- _Problems to work on_:
1. In the forum thread below on odd and even permutations, why does the asker conclude that the number of odd permutations equals the number of even permutations? Answer in one to three sentences.
2. According to the forum thread below on odd and even permutations, how many even permutations does $S_n$ have?

- _Text shown_:
_____

Number of odd and even permutation. I needed to find number of odd and even permutations in a symmetric group $S_n$ (having $n$ elements).
What we do is select a arbitrary fixed  odd permutation $h \epsilon S_n $. We know that $hS_n=${$hg:g\epsilon S_n$} = $ S_n$.
Let's say there are $x$ odd permutations and $y$ even permutations in $S_n$.
Number of odd permutation in $hS_n$ is $y$ (formed $h \cdot \#$ (even permutation $\in S_n$)) and even permutation=$x$.
As $S_n$ and $hS_n$ are same sets therefore $x=y$. Therefore even = odd = $\frac{n!}{2}$. So , according to my proof if we can find even one odd permutation then number of even and odd permutation are same in any group. A subset of $S_n$ can only be a subgroup of $S_n$ if the subset either contains equal odd and even permutations or only even permutation.
Is my result correct, or did I make any mistake?
 A: Okay, you made some mistakes but unfortunately, I can't edit your question. 
But I assume you mean that the map :$\sigma \mapsto h* \sigma$ is a bijective map from $S_n$ to $S_n$ that maps even permutations to odd and odd permutations to even.

_____

- _Dataset excerpts_:
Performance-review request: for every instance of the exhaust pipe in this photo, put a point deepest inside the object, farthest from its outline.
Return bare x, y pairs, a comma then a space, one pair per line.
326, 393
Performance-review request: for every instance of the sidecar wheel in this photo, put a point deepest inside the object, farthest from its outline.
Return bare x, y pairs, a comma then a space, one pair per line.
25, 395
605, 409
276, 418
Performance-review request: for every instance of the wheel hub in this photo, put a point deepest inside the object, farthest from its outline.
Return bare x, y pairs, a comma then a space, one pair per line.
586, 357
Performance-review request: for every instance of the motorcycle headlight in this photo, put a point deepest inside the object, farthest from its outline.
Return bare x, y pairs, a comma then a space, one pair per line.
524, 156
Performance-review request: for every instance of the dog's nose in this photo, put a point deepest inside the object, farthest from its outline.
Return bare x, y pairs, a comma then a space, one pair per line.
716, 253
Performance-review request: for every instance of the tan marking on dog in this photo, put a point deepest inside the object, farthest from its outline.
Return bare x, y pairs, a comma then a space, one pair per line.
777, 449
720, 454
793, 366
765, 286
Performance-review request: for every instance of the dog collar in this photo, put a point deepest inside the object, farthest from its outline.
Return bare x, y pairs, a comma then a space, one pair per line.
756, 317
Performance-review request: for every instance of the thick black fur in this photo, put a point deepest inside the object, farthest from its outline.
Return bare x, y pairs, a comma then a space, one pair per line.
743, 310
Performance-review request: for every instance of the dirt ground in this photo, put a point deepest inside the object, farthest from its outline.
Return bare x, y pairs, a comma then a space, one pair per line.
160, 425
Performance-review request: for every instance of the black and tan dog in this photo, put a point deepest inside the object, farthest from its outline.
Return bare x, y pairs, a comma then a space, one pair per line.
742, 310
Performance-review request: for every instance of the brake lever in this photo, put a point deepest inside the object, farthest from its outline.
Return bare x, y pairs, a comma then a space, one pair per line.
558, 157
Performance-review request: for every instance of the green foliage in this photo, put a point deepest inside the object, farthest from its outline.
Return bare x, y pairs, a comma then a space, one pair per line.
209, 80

_____

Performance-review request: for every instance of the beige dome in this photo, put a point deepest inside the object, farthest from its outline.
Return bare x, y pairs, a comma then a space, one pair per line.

_____

- _Answers to the tasks_:
1. Multiplying by a fixed odd permutation $h$ turns the $y$ even permutations into odd ones and the $x$ odd permutations into even ones, so $hS_n$ has $y$ odd and $x$ even permutations. Since $hS_n$ and $S_n$ are the same set, the counts must match, giving $x = y$.

2. $\frac{n!}{2}$